SHORT EXERCISE =>
Put the items starting at the line containing "Where can you see the blurred tree?" and ending with the last item, both included, into a two-column CSV with the header item_text,answer. Use one row per item, with its wording and its answer each in a single quoted field and any line breaks replaced by spaces.
++++++
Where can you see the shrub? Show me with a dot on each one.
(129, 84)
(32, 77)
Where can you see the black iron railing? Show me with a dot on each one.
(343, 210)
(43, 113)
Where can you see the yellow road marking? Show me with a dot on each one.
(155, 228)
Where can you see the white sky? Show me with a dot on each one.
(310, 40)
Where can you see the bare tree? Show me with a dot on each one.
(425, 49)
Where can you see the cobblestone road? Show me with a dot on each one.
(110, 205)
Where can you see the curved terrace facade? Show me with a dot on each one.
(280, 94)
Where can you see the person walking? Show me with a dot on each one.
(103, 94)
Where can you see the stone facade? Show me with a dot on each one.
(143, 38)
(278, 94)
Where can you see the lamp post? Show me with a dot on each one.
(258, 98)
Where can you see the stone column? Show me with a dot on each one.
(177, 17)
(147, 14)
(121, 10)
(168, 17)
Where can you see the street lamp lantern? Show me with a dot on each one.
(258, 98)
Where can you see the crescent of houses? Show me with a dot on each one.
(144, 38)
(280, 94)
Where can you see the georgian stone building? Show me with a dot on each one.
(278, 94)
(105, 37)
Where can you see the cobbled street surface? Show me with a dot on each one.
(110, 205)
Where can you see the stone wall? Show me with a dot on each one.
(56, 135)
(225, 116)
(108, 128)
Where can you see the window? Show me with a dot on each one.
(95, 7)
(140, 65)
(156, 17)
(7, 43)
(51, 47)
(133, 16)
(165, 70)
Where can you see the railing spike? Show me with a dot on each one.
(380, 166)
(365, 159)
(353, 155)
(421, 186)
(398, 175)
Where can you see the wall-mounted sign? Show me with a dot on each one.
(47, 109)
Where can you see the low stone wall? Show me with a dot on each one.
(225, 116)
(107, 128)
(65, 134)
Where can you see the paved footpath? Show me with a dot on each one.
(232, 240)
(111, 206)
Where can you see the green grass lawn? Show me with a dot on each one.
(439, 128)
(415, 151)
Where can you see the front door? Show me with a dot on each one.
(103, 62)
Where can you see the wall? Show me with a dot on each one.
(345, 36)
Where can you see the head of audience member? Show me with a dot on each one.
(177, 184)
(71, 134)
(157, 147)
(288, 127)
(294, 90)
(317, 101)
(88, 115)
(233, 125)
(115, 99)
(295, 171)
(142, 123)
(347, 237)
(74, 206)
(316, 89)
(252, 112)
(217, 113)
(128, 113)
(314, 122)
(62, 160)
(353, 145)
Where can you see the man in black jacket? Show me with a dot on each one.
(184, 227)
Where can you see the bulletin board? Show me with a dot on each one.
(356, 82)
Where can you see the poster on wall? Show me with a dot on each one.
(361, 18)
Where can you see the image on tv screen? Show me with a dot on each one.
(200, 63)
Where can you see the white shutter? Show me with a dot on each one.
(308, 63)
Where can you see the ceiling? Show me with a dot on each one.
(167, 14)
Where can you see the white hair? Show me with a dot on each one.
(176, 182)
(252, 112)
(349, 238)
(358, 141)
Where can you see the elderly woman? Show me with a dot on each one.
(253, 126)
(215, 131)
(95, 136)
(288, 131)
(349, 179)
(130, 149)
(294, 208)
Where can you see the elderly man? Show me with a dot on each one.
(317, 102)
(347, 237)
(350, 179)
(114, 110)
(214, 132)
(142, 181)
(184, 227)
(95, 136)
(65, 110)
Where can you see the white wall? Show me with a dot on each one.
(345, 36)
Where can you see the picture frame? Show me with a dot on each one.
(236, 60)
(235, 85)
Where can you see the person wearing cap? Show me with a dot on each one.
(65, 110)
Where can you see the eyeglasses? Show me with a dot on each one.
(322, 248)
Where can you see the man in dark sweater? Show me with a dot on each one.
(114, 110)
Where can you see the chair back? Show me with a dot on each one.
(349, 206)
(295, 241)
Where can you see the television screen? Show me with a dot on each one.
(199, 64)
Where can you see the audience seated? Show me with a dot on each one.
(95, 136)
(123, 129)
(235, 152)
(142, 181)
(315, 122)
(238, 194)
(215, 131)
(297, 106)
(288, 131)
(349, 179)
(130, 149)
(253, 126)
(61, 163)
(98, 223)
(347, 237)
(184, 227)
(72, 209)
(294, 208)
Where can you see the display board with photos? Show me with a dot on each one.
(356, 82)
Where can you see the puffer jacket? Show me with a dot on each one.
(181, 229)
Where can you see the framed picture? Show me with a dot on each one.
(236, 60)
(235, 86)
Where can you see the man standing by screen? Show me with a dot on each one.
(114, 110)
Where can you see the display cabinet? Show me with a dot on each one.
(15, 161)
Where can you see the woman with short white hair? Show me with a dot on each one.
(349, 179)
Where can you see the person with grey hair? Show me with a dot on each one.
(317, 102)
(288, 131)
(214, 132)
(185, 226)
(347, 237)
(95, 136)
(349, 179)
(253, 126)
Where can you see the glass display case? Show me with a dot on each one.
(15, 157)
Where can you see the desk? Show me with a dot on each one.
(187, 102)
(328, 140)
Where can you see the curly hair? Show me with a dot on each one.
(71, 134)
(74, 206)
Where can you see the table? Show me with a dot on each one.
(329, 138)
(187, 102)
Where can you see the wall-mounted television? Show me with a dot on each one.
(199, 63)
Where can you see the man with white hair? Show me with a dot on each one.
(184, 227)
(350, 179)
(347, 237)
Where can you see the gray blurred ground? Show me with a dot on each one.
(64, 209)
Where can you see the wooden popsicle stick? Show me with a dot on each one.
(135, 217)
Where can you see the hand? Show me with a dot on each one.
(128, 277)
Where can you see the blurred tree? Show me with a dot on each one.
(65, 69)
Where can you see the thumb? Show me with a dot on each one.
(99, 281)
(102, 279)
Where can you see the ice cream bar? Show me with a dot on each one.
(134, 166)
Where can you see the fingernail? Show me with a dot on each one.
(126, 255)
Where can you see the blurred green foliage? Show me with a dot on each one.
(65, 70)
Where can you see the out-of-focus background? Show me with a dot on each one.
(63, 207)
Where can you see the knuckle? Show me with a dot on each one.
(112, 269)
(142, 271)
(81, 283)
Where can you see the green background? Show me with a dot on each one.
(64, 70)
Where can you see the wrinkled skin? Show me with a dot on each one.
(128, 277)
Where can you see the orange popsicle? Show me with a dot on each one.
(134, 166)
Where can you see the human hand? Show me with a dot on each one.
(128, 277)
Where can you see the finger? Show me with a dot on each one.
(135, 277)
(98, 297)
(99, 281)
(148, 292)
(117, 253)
++++++
RESPONSE FOR THIS EXERCISE =>
item_text,answer
"Where can you see the blurred tree? Show me with a dot on each one.","(65, 69)"
"Where can you see the thumb? Show me with a dot on each one.","(99, 281) (102, 279)"
"Where can you see the ice cream bar? Show me with a dot on each one.","(134, 166)"
"Where can you see the fingernail? Show me with a dot on each one.","(126, 255)"
"Where can you see the blurred green foliage? Show me with a dot on each one.","(65, 70)"
"Where can you see the out-of-focus background? Show me with a dot on each one.","(63, 207)"
"Where can you see the knuckle? Show me with a dot on each one.","(112, 269) (142, 271) (81, 283)"
"Where can you see the green background? Show me with a dot on each one.","(64, 70)"
"Where can you see the wrinkled skin? Show me with a dot on each one.","(128, 277)"
"Where can you see the orange popsicle? Show me with a dot on each one.","(134, 166)"
"Where can you see the human hand? Show me with a dot on each one.","(128, 277)"
"Where can you see the finger? Show me with a dot on each one.","(135, 277) (98, 297) (99, 281) (148, 292) (117, 253)"